Assignment: Search the data below for "shoulder"; list each line that holds it.

Material to process:
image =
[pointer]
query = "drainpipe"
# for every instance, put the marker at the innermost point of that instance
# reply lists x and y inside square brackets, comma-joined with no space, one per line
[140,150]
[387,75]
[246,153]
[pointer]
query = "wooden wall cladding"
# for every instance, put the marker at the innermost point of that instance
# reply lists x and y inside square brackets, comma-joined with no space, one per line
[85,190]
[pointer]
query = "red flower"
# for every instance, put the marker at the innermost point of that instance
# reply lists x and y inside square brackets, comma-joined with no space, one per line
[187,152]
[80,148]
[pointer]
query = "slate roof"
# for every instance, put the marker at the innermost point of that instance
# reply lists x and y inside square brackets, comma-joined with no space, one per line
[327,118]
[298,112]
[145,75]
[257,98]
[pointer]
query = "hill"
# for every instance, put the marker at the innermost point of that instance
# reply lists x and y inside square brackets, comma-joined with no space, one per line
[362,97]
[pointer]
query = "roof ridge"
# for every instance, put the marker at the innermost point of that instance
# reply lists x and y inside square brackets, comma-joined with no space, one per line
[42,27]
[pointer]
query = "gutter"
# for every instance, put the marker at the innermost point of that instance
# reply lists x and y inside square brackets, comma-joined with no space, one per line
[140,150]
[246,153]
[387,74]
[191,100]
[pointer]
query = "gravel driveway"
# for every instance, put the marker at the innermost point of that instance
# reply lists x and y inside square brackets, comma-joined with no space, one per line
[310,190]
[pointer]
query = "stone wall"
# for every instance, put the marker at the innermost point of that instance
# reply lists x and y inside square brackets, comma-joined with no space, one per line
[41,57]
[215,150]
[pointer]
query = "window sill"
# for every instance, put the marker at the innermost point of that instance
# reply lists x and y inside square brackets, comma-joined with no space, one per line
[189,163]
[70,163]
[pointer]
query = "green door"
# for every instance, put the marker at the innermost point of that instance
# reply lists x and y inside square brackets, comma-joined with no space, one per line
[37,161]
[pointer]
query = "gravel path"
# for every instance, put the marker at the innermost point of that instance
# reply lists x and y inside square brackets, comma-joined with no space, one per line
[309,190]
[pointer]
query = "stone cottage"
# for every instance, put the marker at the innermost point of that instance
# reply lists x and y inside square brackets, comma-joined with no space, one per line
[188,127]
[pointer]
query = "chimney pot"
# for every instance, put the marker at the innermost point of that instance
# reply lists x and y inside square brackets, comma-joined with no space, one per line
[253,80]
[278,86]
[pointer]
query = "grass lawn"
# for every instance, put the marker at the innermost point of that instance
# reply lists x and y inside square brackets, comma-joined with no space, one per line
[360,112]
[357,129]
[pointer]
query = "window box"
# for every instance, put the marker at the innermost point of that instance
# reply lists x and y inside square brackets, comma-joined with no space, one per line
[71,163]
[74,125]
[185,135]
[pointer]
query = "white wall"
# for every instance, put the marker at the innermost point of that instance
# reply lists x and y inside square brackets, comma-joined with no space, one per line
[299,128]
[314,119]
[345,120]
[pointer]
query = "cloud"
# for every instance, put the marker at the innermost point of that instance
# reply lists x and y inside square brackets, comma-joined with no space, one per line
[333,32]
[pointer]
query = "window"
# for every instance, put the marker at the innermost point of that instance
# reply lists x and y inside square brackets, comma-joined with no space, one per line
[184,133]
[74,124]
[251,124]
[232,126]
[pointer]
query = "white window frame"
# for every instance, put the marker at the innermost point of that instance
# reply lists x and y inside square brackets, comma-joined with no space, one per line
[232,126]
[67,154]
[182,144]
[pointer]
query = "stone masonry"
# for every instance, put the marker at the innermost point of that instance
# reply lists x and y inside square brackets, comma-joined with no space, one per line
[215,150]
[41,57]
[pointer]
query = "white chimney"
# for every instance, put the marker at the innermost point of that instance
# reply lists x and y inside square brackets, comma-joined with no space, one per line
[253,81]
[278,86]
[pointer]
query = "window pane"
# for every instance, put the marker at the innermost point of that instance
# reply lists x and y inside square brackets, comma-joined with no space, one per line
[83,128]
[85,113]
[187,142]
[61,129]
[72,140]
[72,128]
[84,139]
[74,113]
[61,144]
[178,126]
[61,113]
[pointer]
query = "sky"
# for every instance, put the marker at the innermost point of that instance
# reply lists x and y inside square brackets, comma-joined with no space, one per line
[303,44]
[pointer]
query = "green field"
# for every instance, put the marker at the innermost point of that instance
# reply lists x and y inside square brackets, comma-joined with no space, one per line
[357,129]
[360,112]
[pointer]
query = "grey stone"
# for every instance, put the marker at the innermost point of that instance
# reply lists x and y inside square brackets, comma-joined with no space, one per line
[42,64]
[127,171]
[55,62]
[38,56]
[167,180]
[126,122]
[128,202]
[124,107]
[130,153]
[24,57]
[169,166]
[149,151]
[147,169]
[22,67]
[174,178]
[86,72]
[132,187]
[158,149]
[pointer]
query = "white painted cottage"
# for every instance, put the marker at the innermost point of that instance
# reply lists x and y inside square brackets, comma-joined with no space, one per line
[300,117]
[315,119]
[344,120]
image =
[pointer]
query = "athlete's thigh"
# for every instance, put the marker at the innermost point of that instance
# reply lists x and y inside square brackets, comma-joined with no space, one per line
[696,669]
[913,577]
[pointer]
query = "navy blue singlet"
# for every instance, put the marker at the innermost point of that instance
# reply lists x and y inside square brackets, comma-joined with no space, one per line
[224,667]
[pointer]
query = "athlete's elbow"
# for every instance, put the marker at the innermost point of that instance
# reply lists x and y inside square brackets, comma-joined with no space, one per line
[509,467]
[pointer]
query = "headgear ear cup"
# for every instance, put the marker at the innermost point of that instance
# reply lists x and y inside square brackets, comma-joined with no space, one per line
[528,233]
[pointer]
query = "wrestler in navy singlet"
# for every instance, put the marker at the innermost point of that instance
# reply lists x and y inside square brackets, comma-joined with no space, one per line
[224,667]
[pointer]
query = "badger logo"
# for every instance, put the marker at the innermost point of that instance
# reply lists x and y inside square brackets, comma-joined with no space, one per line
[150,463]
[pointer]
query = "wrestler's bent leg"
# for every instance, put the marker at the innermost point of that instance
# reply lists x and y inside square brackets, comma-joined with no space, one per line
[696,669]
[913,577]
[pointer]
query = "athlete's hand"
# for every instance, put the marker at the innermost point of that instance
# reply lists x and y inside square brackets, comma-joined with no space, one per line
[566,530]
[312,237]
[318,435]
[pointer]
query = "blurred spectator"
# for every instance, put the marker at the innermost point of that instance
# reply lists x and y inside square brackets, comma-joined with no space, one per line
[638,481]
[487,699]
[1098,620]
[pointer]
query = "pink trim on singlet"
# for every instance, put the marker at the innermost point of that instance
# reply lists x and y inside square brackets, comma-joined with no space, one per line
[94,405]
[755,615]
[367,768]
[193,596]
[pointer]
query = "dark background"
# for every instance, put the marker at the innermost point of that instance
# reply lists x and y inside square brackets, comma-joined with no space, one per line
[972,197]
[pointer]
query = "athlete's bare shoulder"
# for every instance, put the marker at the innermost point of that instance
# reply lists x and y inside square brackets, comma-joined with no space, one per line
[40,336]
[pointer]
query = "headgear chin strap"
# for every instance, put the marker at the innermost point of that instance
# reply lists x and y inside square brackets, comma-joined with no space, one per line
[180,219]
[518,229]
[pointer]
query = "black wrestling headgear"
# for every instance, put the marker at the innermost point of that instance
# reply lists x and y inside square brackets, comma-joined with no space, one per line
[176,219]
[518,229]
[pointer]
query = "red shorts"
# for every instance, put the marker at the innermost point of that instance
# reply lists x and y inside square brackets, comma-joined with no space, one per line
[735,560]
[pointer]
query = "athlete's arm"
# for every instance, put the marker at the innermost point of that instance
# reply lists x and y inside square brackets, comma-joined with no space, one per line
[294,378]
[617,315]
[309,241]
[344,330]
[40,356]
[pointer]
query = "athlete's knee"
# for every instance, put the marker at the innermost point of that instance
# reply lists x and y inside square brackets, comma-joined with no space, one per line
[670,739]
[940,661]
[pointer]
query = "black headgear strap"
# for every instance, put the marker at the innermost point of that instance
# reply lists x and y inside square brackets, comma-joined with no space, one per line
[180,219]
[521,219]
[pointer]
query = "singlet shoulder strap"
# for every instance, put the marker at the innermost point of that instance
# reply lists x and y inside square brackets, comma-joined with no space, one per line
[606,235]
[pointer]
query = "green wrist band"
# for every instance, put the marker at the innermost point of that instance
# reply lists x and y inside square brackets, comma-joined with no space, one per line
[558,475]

Answer to the exercise:
query = "athlete's bare shoulder"
query = "singlet shoulder strap"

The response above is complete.